■ **演習の指示**:
• 1. 次の (a)〜(c) がバックアップ復元コマンドの説明文と一致するか、それぞれ「はい」か「いいえ」で判定し、決め手となる箇所を原文のまま引用してください。(a) 年に指定できる値の上限は 2038 である。(b) -n フラグを付けると、実際の復元操作は行われない。(c) -localauth フラグは -cell 引き数と併用できる。
• 2. バックアップ復元コマンドの説明文の続きを、最後の文の直後から書き進めてください。

■ **本文抜粋**:

年に指定できる値は、 1970 から 2037 までです。 UNIX の標準表記では 2038 年 2 月までしか表現できないので、 2037 より大きな値は無効になります。コマンド・インタープリターは、それ以降の日付を自動的に最大値に変更します。

この引き数を省略すると、バックアップ・システムは、最後に作成されたダンプを含めて、可能なダンプをすべて復元します。

注:コマンドの構文ステートメントは、二重引用符や他の区切り記号で囲む必要のない複数語の値を受け入れるため、その中にあるこの引き数には、正符号 (+) が付きます。このステートメントが複数日付を受け入れるからではありません。日付 (任意選択で、時刻) 定義は、1 つだけ指定してください。

-portoffset
1 つまたは複数のポート・オフセット番号 (最大 128 まで) を指定します。これらは、それぞれ操作で使用するテープ・コーディネーターに対応します。複数の値がある場合は、バックアップ・システムは、各ボリュームのフル・ダンプを回復する場合には最初の値、各ボリュームのレベル 1 のインクリメンタル・ダンプを回復する場合には 2 番目の値、というように指定値を使用します。バックアップ・システムは、ダンプ階層の対応する深さと、それよりも下位のレベルにあるすべてのダンプを回復するときにリスト内の最後の値を使用します。

すべてのダンプにデフォルトの 0 (ゼロ) が必要でない限り、この引き数を指定してください。 0 がリスト内の値の 1 つにすぎない場合は、正しい順序で明示的に指定してください。

-n
復元操作に必要なダンプのある磁気テープのリストを表示します。実際の操作は行われません。

-localauth
ローカルの /usr/afs/etc/KeyFile ファイルのキーを使用して、サーバー・チケットを構成します。相互認証の間、 backup コマンド・インタープリターは、バックアップ・サーバー、ボリューム・サーバーおよび VL サーバーにこのチケットを提供します。このフラグは、-cell 引き数と一緒に使用してはなりません。詳細については、backup の解説ページを参照してください。

-cell
コマンドを実行するセルを指定します。この引き数は、 -localauth フラグと一緒に使用してはなりません。詳細については、backup の解説ページを参照してください。

-help
このコマンドのオンライン・ヘルプを出力します。これ以外の有効なオプションはすべて無視されます。

出力

このコマンドが -n フラグ付きで発行されると、まず次の文字列が表示され、次に復元操作に必要な磁気テープのリストが表示されます。

■ **保存データ**:
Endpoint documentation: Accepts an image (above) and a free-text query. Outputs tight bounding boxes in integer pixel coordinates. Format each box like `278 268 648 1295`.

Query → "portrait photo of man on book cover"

■ **順番どおりの解答**:
• 1.
(a) いいえ。「年に指定できる値は、 1970 から 2037 までです。」
(b) はい。「実際の操作は行われません。」
(c) いいえ。「このフラグは、-cell 引き数と一緒に使用してはなりません。」

• 2.
   Tapes needed:
   

次のコマンドは、マシン fs5.abc.com の区画 /vicepa にボリューム user.pat を復元しています。

   % backup volrestore -server fs5.abc.com -partition a -volume user.pat
   

次のコマンドは、ボリューム user.smith および user.terry をマシン fs4.abc.com の区画 /vicepb に復元しています。このコマンドでは、各ボリューム名に拡張子 .rst を追加して、既存の user.smith および user.terry ボリュームを保存しています。ここでは、1998 年 1 月 31 日午後 5 時 00 分以前に作成されたダンプだけを復元しています。 (ここで示したコマンドは、読みやすくするために複数行で表示されています。)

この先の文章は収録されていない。